Stated task
Express every line of the rows below as a Markdown table with two columns, No. and Line, numbering the lines in order. Skip blank lines and leave the pictures out.

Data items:
——————

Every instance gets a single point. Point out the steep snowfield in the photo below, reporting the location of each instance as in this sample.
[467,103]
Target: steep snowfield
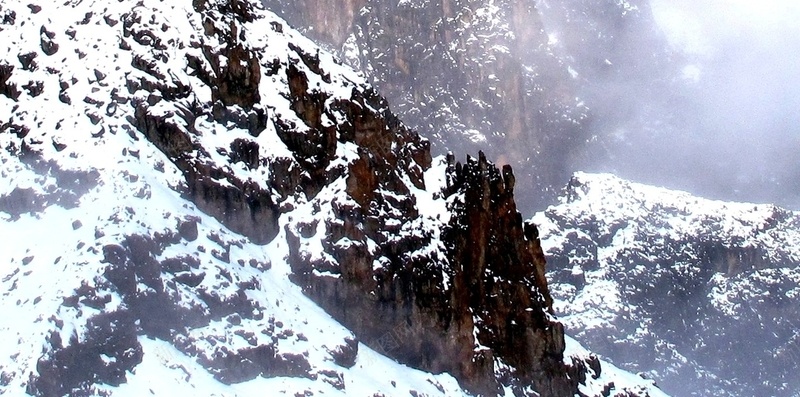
[696,293]
[111,280]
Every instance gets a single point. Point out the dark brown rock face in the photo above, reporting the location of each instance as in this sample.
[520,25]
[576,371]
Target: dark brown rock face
[484,302]
[501,277]
[244,206]
[473,75]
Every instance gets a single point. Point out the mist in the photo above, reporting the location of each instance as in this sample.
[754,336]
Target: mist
[727,126]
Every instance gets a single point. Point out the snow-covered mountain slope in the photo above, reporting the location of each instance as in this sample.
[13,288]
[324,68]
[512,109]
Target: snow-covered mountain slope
[201,202]
[698,294]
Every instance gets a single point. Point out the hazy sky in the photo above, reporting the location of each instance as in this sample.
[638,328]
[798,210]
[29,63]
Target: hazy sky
[743,65]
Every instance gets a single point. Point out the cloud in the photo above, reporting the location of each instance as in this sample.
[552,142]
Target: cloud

——————

Task output
| No. | Line |
|---|---|
| 1 | Every instance gets a single point. Point out the steep snowfield in the photo below, reporting the location of each instance as in this sample. |
| 2 | [467,103] |
| 3 | Target: steep snowfield |
| 4 | [696,293] |
| 5 | [111,280] |
| 6 | Every instance gets a single point. Point out the dark brown rock face in the photo above, reporting the location of each instance as in this sample. |
| 7 | [520,25] |
| 8 | [576,371] |
| 9 | Target: dark brown rock face |
| 10 | [484,302] |
| 11 | [501,277] |
| 12 | [244,206] |
| 13 | [473,75] |
| 14 | Every instance gets a single point. Point out the mist in the photo above, reporting the location of each instance as in this sample. |
| 15 | [754,336] |
| 16 | Target: mist |
| 17 | [727,126] |
| 18 | Every instance gets a single point. Point out the snow-covered mountain slope in the photo above, reporting the location of each instance as in this sample. |
| 19 | [13,288] |
| 20 | [324,68] |
| 21 | [512,109] |
| 22 | Target: snow-covered mountain slope |
| 23 | [201,202] |
| 24 | [698,294] |
| 25 | Every instance gets a single point. Point out the hazy sky in the photo above, reporting the location of each instance as in this sample. |
| 26 | [638,328] |
| 27 | [798,210] |
| 28 | [29,63] |
| 29 | Target: hazy sky |
| 30 | [743,65] |
| 31 | Every instance gets a single point. Point out the cloud in the photo above, reporting the location of each instance as in this sample. |
| 32 | [552,142] |
| 33 | Target: cloud |